Reproduce the following data word for word, keeping every line and character unchanged.

Provided records:
=== Begin Enclosure ===

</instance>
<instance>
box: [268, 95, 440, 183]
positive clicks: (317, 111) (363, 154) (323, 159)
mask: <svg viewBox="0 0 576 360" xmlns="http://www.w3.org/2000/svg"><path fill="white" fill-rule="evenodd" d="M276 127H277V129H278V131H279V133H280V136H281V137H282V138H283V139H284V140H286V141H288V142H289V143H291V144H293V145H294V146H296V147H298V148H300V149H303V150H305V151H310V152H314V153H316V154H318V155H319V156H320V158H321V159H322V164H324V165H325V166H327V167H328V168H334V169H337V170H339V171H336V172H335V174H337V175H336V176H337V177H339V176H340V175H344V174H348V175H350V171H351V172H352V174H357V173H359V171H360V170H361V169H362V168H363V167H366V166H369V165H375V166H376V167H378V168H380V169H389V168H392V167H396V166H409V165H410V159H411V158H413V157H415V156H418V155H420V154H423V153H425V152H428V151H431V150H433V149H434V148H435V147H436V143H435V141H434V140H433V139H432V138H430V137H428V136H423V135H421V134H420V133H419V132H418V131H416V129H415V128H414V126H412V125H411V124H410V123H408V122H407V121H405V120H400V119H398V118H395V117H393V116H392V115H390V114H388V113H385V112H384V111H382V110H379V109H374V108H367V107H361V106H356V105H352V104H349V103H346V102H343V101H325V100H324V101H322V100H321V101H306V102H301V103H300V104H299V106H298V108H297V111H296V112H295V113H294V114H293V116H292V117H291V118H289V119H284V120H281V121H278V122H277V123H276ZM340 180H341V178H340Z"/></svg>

=== End Enclosure ===

Answer to this problem:
</instance>
<instance>
box: [268, 95, 440, 183]
positive clicks: (317, 111) (363, 154) (323, 159)
mask: <svg viewBox="0 0 576 360" xmlns="http://www.w3.org/2000/svg"><path fill="white" fill-rule="evenodd" d="M276 127H277V129H278V131H279V133H280V136H281V137H282V138H283V139H284V140H286V141H288V142H289V143H291V144H293V145H294V146H296V147H298V148H300V149H303V150H305V151H310V152H314V153H316V154H318V155H319V156H320V158H321V159H322V164H324V165H325V166H327V167H328V168H334V169H337V170H339V171H336V172H335V174H337V175H336V176H337V177H339V176H340V175H344V174H348V175H350V171H351V172H352V174H357V173H359V171H360V170H361V169H362V168H363V167H366V166H369V165H375V166H376V167H378V168H380V169H389V168H392V167H396V166H409V165H410V159H411V158H413V157H415V156H418V155H420V154H423V153H425V152H428V151H431V150H433V149H434V148H435V147H436V143H435V141H434V140H433V139H432V138H430V137H428V136H423V135H421V134H420V133H419V132H418V131H416V129H415V128H414V126H412V125H411V124H410V123H408V122H407V121H405V120H400V119H398V118H395V117H393V116H392V115H390V114H388V113H385V112H384V111H382V110H379V109H374V108H367V107H361V106H356V105H352V104H349V103H346V102H343V101H325V100H324V101H322V100H321V101H306V102H301V103H300V104H299V106H298V108H297V111H296V112H295V113H294V114H293V116H292V117H291V118H289V119H284V120H281V121H278V122H277V123H276ZM340 180H341V178H340Z"/></svg>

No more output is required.